> **AIM OF THE EXERCISE**: Render the data below as a JSON list of strings, one string per line, leaving out blank lines.

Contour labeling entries
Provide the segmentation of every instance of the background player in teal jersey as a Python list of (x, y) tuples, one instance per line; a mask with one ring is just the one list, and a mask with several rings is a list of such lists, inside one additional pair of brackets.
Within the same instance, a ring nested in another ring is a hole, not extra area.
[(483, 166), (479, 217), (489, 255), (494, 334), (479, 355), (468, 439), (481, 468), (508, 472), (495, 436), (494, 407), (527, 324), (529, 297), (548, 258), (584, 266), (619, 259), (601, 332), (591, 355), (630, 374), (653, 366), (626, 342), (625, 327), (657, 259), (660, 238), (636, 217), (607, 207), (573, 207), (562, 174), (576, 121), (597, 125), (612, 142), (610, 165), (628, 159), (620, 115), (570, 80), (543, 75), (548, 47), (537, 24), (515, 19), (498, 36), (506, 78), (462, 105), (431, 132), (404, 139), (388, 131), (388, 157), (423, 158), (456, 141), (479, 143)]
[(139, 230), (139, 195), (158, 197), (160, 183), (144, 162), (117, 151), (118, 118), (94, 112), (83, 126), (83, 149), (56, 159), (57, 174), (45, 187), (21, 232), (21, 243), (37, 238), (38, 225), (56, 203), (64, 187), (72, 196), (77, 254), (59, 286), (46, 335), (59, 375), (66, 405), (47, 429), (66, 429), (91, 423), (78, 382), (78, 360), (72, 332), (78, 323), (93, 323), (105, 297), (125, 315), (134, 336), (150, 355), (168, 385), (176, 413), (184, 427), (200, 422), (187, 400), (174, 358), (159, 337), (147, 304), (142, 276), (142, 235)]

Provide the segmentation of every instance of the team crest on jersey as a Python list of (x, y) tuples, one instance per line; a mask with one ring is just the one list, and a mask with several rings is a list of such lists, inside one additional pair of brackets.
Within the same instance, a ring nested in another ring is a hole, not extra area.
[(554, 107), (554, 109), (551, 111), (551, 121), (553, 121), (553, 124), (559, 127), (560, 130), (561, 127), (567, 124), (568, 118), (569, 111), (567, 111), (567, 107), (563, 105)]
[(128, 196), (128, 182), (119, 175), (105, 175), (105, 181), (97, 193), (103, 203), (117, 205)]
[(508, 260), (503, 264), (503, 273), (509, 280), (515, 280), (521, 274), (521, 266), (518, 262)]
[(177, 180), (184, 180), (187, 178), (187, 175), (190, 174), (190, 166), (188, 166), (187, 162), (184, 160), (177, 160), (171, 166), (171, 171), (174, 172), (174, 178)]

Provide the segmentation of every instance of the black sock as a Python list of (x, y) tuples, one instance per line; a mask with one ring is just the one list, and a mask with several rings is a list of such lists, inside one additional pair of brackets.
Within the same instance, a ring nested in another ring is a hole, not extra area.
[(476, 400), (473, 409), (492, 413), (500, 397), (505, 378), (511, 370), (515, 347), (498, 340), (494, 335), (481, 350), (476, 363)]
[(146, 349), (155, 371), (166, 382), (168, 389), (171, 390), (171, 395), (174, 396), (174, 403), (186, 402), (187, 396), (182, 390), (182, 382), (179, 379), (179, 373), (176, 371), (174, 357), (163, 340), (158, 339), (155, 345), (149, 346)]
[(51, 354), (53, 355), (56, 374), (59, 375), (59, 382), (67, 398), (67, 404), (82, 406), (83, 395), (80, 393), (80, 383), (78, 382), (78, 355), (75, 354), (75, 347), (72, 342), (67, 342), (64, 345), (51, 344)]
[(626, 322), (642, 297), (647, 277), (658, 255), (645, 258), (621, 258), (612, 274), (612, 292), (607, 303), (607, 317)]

> **COMPLETE RESPONSE**:
[
  "Provide the segmentation of every instance of the background player in teal jersey as a Python list of (x, y) tuples, one instance per line; a mask with one ring is just the one list, and a mask with several rings is a list of such lists, inside one additional pair of brackets.",
  "Within the same instance, a ring nested in another ring is a hole, not extra area.",
  "[(483, 166), (479, 217), (489, 255), (494, 334), (479, 355), (468, 439), (481, 468), (508, 472), (495, 436), (494, 407), (527, 324), (529, 297), (548, 258), (584, 266), (619, 259), (601, 332), (591, 355), (630, 374), (653, 366), (626, 342), (625, 327), (657, 259), (660, 238), (636, 217), (607, 207), (573, 207), (562, 174), (576, 121), (597, 125), (612, 142), (610, 165), (628, 159), (620, 115), (570, 80), (543, 75), (548, 47), (537, 24), (515, 19), (498, 36), (506, 78), (462, 105), (431, 132), (404, 139), (388, 131), (388, 157), (423, 158), (456, 141), (479, 143)]",
  "[(139, 230), (139, 195), (158, 197), (160, 183), (144, 162), (117, 151), (118, 118), (94, 112), (83, 126), (83, 149), (56, 159), (57, 174), (45, 187), (21, 232), (21, 243), (37, 238), (38, 225), (56, 203), (64, 187), (72, 196), (77, 254), (59, 286), (46, 335), (59, 375), (66, 405), (47, 429), (66, 429), (91, 423), (78, 382), (78, 360), (72, 332), (78, 323), (93, 323), (105, 297), (125, 315), (134, 336), (150, 355), (168, 385), (176, 413), (184, 427), (200, 422), (187, 400), (174, 358), (159, 337), (147, 304), (142, 276), (142, 235)]",
  "Provide the segmentation of every instance of the team crest on jersey as a Python list of (x, y) tuples, one instance per line; a mask with one ring is just the one list, and a mask with several rings is a list of such lists, inside one additional pair of brackets.",
  "Within the same instance, a ring nested in another ring is a hole, not extra area.",
  "[(554, 107), (554, 109), (551, 111), (551, 121), (553, 121), (553, 124), (559, 127), (560, 130), (561, 127), (567, 124), (568, 118), (569, 111), (567, 111), (567, 107), (563, 105)]",
  "[(128, 196), (128, 182), (119, 175), (105, 175), (105, 181), (97, 193), (103, 203), (117, 205)]",
  "[(508, 260), (503, 264), (503, 273), (509, 280), (515, 280), (521, 274), (521, 266), (518, 262)]",
  "[(177, 180), (184, 180), (187, 178), (187, 175), (190, 174), (190, 166), (188, 166), (187, 162), (184, 160), (177, 160), (171, 166), (171, 171), (174, 172), (174, 178)]",
  "Provide the segmentation of every instance of the black sock as a Python list of (x, y) tuples, one instance per line; a mask with one ring is just the one list, and a mask with several rings is a list of such lists, inside one additional pair of brackets.",
  "Within the same instance, a ring nested in another ring is a hole, not extra area.",
  "[(476, 400), (473, 409), (492, 413), (500, 397), (505, 378), (511, 370), (515, 347), (498, 340), (494, 335), (481, 350), (476, 363)]",
  "[(146, 349), (155, 371), (166, 382), (168, 389), (171, 390), (171, 395), (174, 396), (174, 403), (186, 402), (187, 396), (182, 390), (182, 382), (179, 379), (179, 373), (176, 371), (174, 357), (163, 340), (158, 339), (155, 345), (149, 346)]",
  "[(51, 354), (53, 355), (56, 374), (59, 375), (59, 382), (67, 398), (67, 404), (82, 406), (83, 395), (80, 393), (80, 383), (78, 382), (78, 355), (75, 354), (75, 347), (72, 342), (67, 342), (64, 345), (51, 344)]",
  "[(626, 322), (642, 297), (647, 277), (658, 255), (645, 258), (621, 258), (612, 274), (612, 292), (607, 303), (607, 317)]"
]